**The exercise**: Write the next part of the news broadcast transcript on the Southern California wildfires and the stock market, starting right after its last sentence.

**Page excerpt**:
"""
And in the western U.S., hot, dry, Santa Ana winds are dying down and firefighters are now gaining some ground on thousands of acres of wildfires in Southern California.

We were showing you some of these pictures yesterday, too.

CNN iReporter Reg Whatley captured this video of smoke coming up from a 4,000-acre fire at Camp Pendleton Marine Base. That's near San Diego. And that blaze is now 60 percent contained and evacuation orders have actually been lifted.

So some good news there. Rob Marciano was telling us about it yesterday.

So overnight, Rob, it sounds like that is exactly what happened as winds started dying down.

ROB MARCIANO, CNN METEOROLOGIST: They are. But there's still low levels of humidity today. Winds less, that's the good news. This picture taken yesterday or may even -- this may have been actually Monday. But it gives you an idea of the amount of smoke and ash in the air. And talking to another people on the ground in L.A., it's just -- it's been pretty nasty and still quite a bit of that debris to have to breathe in, it's just not a good deal.


COLLINS: Yes, very good. And the Red Sox are on the phone, they're saying, hey, don't give up on us yet, Rob Marciano.

MARCIANO: Oh I gave up a long time ago. No, best of luck to them.


MARCIANO: And the Rays and the Dodgers and the Phillies.

COLLINS: All right. Good for you. Rob, we'll check back later on.

In just a few minutes, as you well know, about that time of day, opening bell, seconds away. We'll have it for you in just a moment.


COLLINS: On Wall Street, investors have a slew of information out to sift through today. Everything from corporate earnings to economic reports and new worries about that dreaded "R" word. Susan Lisovicz is at the New York Stock Exchange with a look at what it all means for the market.

Hi there, Susan.


What it means is we think it will be a rough open, Heidi, but it's been so volatile. What happens at the open certainly doesn't guarantee what happens at the close. There's always a lot of actions in between.

What we can tell you is markets overseas are falling. Stocks here in the U.S. set to follow suit. Fed chief Ben Bernanke set to speak today in New York. But right now a lot of the focus is on comments made last night by regional Fed president Janet Yellen.
"""
[Location annotation dataset excerpts]
"""
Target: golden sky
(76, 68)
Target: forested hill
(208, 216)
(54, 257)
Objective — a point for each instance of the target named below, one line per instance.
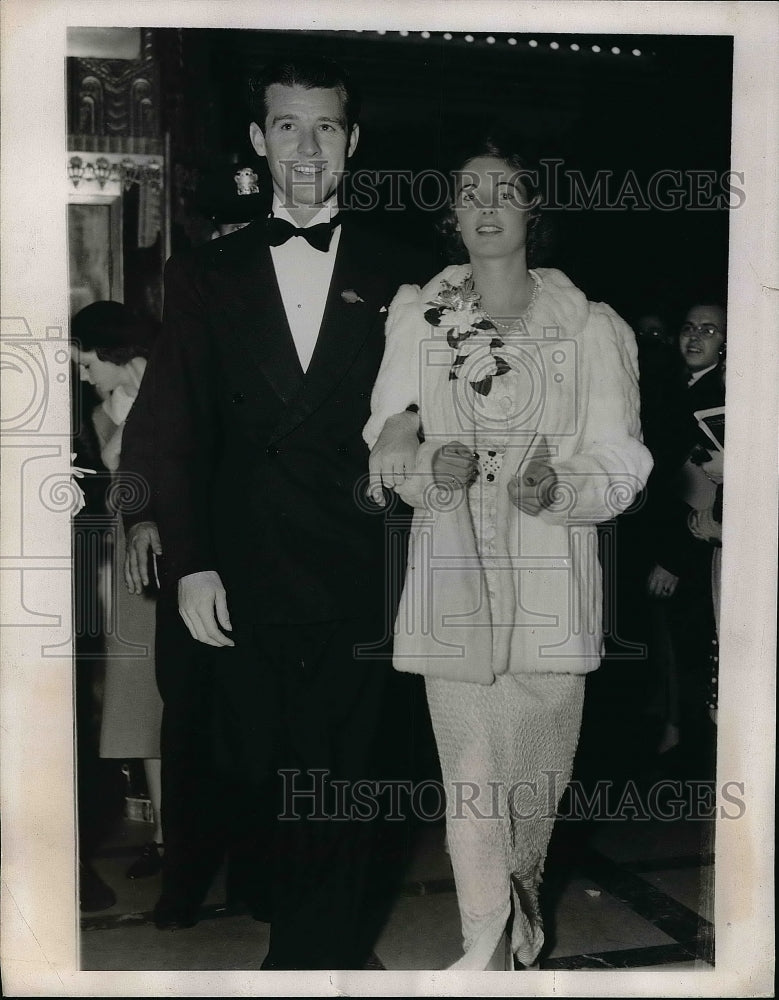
"""
**Exercise result**:
She said what a lot of economists have been saying for some time now, that the U.S. economy appears to be in a recession. She says virtually every major sector of the economy has been hit by the financial crisis, and today we get a look at how just -- how bad the damage is.

For instance, retail sales which plunged 1.2 percent last month, a third straight monthly decline, the longest streak of declines in 15 years.


LISOVICZ: Retail sales, as we all know, Heidi, always closely watched, because consumer spending accounts for more than two-thirds of the economic activity.


LISOVICZ: A big reason for the drop. Weak auto sales. Meanwhile wholesale prices once you strip out food and energy, rose more than expected last month. But we are not seeing stocks rise in the first few seconds of trading. We're also watching corporate profits. JPMorgan chase, a financial company, reported a more than 80 percent drop in quarterly earnings. The company's CEO expects reduce earnings over the next few quarters. But the banking giant actually managed to post a profit.

And to the tech sector, Intel reported a modest increase in quarterly earnings mostly because the company lowered its manufacturing costs. The Dow Industrials right now in the first 45 seconds of trading is down triple digits off 112 points. Yesterday was the first time, Heidi, in nine sessions that the Dow did not finish the day with a triple-digit move, even though it achieved both during the trading session.

The Dow was up 400 points at its high, down 300 at its low. The Nasdaq Composite meanwhile is down about -- more than one percent as well. These are volatile times. A lot of information coming to -- coming in to Wall Street and the market moves real quickly in all directions.

COLLINS: Yes. And I was just going to say that, boy, when you get the retail sales numbers like this right before the holiday season, I mean, I know plenty of people who are already thinking about holiday shopping.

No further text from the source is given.